▸ **The request**
Copy every line from the one containing "Target = sky" down to the one containing "[(278, 389)]", and nothing else. Scale each x and y coordinate in the answer lists by 1.9, rounding to whole numbers with halves going up.

[Excerpts from point annotation data]
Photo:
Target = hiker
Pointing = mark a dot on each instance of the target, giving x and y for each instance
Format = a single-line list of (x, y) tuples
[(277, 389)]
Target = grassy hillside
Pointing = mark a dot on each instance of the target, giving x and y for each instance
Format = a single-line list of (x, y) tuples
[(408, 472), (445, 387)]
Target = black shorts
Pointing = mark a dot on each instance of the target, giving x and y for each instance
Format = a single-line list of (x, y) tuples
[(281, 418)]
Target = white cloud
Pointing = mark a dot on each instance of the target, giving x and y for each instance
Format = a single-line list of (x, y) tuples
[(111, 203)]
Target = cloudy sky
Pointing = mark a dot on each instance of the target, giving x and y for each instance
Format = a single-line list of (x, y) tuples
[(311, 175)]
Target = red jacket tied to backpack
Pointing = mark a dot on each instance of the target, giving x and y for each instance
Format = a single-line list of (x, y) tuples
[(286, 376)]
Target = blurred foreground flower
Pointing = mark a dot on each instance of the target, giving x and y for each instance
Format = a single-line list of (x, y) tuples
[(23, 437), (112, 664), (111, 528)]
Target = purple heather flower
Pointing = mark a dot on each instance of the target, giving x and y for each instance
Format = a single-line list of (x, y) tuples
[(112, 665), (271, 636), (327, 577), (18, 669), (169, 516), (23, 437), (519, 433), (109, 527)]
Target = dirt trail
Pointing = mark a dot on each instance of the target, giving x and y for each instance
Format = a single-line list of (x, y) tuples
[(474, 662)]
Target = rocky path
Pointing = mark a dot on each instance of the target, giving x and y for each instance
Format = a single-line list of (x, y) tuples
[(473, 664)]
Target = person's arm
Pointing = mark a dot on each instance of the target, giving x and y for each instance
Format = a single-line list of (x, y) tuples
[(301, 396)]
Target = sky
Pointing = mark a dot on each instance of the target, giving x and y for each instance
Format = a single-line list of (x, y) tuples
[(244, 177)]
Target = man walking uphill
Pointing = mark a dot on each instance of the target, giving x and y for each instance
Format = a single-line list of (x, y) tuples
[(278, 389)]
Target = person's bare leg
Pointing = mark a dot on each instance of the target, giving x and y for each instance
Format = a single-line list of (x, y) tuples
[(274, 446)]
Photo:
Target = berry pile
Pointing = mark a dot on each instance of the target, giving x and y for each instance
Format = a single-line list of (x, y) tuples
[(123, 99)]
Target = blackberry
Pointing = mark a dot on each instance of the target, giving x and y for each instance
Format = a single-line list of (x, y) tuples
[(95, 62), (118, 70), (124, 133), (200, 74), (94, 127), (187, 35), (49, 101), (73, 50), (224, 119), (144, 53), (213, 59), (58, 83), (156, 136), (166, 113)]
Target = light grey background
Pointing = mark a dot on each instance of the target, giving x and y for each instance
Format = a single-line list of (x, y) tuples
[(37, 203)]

▸ **Exercise solution**
Target = sky
Pointing = mark a dot on each instance of the target, giving x and y for each instance
Format = a single-line list of (x, y) tuples
[(464, 336)]
Target = man walking uphill
Pointing = mark a dot on each instance of the target, giving x and y for each instance
Format = a single-line list of (x, y) tuples
[(528, 739)]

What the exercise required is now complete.